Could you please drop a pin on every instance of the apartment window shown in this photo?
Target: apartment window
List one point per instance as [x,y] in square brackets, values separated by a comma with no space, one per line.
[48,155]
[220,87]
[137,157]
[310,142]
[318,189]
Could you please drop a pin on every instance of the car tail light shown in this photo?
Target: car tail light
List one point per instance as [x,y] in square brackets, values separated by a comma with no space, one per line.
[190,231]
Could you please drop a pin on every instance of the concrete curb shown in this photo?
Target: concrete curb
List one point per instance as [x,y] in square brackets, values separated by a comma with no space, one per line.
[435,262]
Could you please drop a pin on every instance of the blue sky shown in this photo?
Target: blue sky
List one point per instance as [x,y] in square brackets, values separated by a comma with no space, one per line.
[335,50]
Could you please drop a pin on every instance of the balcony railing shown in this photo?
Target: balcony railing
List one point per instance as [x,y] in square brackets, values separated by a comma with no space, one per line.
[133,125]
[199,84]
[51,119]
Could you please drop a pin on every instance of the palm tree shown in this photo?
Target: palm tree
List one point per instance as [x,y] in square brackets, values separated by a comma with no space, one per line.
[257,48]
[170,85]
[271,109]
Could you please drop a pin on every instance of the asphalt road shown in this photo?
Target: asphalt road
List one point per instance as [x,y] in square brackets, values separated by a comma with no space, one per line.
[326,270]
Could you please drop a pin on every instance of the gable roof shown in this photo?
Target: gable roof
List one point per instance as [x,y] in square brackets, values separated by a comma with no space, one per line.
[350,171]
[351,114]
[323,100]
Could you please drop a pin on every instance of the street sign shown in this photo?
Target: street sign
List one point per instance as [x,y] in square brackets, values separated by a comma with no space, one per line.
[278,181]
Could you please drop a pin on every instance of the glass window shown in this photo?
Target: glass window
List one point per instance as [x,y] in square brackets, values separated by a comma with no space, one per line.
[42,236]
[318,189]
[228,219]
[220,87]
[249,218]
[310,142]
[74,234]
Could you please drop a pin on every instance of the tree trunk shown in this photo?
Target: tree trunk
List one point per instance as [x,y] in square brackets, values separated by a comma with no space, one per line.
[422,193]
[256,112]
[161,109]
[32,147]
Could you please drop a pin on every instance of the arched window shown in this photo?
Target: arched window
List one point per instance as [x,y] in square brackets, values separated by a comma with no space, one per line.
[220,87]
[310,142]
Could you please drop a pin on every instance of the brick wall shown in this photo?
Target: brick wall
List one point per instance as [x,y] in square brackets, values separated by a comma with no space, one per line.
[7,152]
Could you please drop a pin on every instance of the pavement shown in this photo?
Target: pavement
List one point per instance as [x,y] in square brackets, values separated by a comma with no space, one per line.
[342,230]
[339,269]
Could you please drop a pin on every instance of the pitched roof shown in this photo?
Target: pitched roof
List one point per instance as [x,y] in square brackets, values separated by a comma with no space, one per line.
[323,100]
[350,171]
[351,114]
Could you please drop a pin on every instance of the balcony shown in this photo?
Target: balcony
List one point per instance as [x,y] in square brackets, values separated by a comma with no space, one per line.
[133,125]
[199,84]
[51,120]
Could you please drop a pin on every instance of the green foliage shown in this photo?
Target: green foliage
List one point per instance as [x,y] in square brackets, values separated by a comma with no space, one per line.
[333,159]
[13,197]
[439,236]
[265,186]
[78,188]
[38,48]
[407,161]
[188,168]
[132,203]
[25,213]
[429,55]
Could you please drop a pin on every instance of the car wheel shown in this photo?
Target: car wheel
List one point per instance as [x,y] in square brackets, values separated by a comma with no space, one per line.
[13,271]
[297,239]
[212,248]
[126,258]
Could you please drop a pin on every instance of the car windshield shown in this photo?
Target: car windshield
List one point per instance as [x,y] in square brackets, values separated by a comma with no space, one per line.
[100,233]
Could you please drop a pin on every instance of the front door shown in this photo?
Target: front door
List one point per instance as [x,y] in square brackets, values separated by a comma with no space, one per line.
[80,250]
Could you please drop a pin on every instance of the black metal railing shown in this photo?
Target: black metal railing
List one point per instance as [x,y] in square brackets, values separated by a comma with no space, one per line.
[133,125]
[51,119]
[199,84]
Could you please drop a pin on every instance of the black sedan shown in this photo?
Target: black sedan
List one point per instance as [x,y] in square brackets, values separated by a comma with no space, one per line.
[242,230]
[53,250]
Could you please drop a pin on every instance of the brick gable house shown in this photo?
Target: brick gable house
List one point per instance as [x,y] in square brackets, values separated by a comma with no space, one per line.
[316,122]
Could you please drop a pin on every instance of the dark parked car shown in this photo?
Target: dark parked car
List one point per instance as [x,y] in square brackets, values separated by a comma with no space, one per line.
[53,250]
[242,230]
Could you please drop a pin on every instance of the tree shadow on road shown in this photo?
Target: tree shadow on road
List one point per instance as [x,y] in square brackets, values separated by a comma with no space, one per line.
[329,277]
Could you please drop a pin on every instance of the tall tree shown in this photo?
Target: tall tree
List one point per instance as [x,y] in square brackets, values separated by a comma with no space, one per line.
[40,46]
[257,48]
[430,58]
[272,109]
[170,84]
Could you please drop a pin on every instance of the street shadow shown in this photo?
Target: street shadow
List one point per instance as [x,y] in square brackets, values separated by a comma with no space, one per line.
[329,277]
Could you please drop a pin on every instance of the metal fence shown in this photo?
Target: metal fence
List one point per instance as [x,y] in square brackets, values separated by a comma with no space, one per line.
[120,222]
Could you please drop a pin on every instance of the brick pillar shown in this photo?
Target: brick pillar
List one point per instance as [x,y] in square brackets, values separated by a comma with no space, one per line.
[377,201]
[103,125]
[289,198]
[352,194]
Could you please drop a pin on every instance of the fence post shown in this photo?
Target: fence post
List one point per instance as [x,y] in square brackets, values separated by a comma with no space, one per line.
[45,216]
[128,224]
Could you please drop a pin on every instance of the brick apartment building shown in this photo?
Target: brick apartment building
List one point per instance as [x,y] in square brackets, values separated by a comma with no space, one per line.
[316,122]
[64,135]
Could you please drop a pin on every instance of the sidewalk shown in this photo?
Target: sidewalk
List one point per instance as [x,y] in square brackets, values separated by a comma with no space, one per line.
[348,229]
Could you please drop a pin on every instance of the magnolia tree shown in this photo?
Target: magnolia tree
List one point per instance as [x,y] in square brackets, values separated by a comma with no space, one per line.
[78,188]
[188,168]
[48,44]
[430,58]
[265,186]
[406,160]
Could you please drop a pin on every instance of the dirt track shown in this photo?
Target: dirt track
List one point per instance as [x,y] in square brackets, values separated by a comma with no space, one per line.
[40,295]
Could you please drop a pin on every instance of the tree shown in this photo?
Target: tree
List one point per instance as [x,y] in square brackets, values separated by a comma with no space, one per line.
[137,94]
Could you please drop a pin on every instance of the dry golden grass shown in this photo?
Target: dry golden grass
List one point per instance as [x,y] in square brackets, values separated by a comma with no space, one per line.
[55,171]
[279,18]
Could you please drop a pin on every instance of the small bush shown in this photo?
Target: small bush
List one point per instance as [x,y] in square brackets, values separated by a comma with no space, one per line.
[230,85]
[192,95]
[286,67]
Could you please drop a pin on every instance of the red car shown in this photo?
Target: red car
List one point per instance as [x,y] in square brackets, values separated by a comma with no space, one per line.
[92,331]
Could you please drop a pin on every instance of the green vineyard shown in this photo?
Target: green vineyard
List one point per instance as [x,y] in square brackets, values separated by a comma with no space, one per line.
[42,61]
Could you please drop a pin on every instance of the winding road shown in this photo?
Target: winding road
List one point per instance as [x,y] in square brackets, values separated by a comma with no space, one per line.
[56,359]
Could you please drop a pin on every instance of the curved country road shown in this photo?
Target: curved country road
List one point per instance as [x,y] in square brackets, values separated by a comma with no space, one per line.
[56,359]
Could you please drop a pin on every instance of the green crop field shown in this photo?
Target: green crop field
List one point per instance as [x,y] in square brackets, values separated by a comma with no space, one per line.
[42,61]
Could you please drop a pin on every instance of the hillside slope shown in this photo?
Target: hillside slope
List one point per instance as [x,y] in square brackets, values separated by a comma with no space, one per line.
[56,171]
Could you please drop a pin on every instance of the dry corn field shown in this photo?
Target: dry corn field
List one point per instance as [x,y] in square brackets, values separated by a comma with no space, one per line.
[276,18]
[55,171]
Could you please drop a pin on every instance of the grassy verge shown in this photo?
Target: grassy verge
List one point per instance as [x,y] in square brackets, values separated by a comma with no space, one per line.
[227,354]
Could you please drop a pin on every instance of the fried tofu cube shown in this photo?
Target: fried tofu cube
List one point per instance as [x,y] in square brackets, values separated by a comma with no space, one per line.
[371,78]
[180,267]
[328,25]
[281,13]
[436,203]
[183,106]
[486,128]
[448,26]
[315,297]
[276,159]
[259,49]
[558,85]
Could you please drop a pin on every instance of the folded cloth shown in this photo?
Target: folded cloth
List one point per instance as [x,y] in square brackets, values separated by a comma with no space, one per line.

### WHAT TO WORK ON
Each line from the one containing "slope shown in this photo?" to the final line of the entries above must be returned exactly, and no other line may appear.

### CORRECT RESPONSE
Could you please drop a pin on every instance of the hillside slope shown in this photo?
Target: hillside slope
List one point per instance as [x,y] in square brackets, values separated by a comma with no space, one per line.
[56,171]
Could you please drop a pin on every instance of the dry corn field shown in this photo?
Target: dry corn field
List one point per instance as [x,y] in square brackets, values separated by a comma with no space, one per line.
[276,18]
[55,171]
Could you please drop a pin on every instance of the grassy verge shown in this photo?
Target: grassy verge
List one point per instance as [x,y] in square brackets, values separated by a comma with no space, one per line.
[227,354]
Could you please drop a pin on every instance of the fried tofu cube shown in this photo?
Target: fried tofu cube
List one point per instance as [x,y] in square brackets, values separated by a comma with no space, one per line.
[371,78]
[180,267]
[328,25]
[281,13]
[436,203]
[183,106]
[486,128]
[448,26]
[315,297]
[276,159]
[259,49]
[558,85]
Could you please drop a pin on every instance of the folded cloth shown in this photo?
Target: folded cloth
List one point per instance as [x,y] in square brackets, values separated by a comma with no space, one per line.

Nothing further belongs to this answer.